**TEXT EXCERPT**
——————
In April 2020, Holdings, AAM, Inc., and certain subsidiaries of Holdings entered into the Second Amendment to the Credit Agreement (Second Amendment). For the period from April 1, 2020 through March 31, 2022 (the Amendment Period), the Second Amendment, among other things, replaced the total net leverage ratio covenant with a new senior secured net leverage ratio covenant, reduced the minimum levels of the cash interest expense coverage ratio covenant, and modified certain covenants restricting the ability of Holdings, AAM and certain subsidiaries of Holdings to create, incur, assume or permit to exist certain additional indebtedness and liens and to make certain restricted payments, voluntary payments and distributions. The Second Amendment also increased the maximum levels of the total net leverage ratio covenant after the Amendment Period, modified the applicable margin with respect to interest rates under the Term Loan A Facility due 2024 and interest rates and commitment fees under the Revolving Credit Facility, and increased the minimum adjusted London Interbank Offered Rate for Eurodollar-based loans under the Term Loan A Facility due 2024 and Revolving Credit Facility. The applicable margin for the Term Loan B Facility remains unchanged. We paid debt issuance costs of $4.6 million in the year ended December 31, 2020 related to the Second Amendment.

In December 2020, we made a voluntary prepayment of $100 million on our Term Loan B Facility and paid approximately $15 million on our Term Loan A Facility due 2024, which included approximately $12.8 million for the prepayment of all required payments under the Term Loan A Facility due 2024 for 2021. As a result, we expensed approximately $1.2 million for the write-off of the unamortized debt issuance costs that we had been amortizing over the life of these borrowings.

At December 31, 2020, $891.2 million was available under the Revolving Credit Facility. This availability reflects a reduction of $33.8 million for standby letters of credit issued against the facility. The proceeds of the Revolving Credit Facility are used for general corporate purposes.
——————
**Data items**
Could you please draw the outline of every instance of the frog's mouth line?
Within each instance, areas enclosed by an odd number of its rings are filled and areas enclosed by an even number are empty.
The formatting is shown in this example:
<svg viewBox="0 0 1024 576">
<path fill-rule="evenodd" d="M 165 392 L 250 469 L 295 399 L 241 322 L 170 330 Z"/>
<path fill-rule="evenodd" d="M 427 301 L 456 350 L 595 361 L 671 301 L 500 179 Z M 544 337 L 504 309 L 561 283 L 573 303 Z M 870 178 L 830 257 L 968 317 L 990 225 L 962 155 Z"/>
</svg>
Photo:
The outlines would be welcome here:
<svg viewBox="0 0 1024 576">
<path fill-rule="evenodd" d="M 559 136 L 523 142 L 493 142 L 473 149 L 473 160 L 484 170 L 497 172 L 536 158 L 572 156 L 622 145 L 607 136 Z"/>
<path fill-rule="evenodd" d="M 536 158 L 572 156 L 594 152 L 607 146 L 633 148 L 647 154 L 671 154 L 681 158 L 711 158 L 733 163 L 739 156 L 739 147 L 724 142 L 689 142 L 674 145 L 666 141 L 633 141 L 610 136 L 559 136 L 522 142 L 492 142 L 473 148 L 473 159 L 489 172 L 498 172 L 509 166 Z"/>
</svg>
——————
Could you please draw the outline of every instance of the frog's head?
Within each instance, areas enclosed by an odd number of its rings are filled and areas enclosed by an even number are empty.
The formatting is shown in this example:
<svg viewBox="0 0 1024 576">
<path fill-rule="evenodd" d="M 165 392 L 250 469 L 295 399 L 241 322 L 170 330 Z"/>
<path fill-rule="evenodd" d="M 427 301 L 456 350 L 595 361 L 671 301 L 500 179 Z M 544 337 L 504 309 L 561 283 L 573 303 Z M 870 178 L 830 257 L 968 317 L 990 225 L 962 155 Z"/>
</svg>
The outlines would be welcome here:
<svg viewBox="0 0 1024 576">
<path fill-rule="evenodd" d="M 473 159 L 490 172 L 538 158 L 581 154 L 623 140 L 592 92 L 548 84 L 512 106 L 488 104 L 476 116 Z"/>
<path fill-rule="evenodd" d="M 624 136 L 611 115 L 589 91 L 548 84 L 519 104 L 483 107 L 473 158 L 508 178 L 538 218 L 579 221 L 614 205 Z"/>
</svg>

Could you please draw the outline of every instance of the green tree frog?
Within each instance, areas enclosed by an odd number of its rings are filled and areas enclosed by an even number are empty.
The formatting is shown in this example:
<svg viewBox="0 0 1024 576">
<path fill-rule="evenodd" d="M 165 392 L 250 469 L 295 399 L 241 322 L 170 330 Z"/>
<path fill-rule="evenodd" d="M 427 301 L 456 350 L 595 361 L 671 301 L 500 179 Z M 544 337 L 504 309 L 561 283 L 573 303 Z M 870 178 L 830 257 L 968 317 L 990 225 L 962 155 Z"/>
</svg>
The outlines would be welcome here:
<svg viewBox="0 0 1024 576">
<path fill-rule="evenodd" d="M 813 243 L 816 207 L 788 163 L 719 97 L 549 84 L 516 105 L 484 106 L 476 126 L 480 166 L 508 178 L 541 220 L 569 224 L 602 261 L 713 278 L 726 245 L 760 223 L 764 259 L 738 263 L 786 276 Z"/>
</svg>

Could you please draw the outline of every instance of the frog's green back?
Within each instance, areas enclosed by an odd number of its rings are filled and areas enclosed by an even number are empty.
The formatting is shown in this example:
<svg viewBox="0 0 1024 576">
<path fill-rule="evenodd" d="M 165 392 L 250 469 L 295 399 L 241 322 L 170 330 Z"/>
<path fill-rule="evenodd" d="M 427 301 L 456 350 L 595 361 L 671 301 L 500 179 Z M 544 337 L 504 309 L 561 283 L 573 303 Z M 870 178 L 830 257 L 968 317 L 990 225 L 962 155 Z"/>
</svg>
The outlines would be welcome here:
——————
**TASKS TO COMPLETE**
(1) Please repeat the credit agreement excerpt word for word from "In December 2020, we" up to and including "of these borrowings.".
(2) According to the credit agreement excerpt, what amount was available under the Revolving Credit Facility at December 31, 2020?

**FINAL RESULTS**
(1)
In December 2020, we made a voluntary prepayment of $100 million on our Term Loan B Facility and paid approximately $15 million on our Term Loan A Facility due 2024, which included approximately $12.8 million for the prepayment of all required payments under the Term Loan A Facility due 2024 for 2021. As a result, we expensed approximately $1.2 million for the write-off of the unamortized debt issuance costs that we had been amortizing over the life of these borrowings.

(2) $891.2 million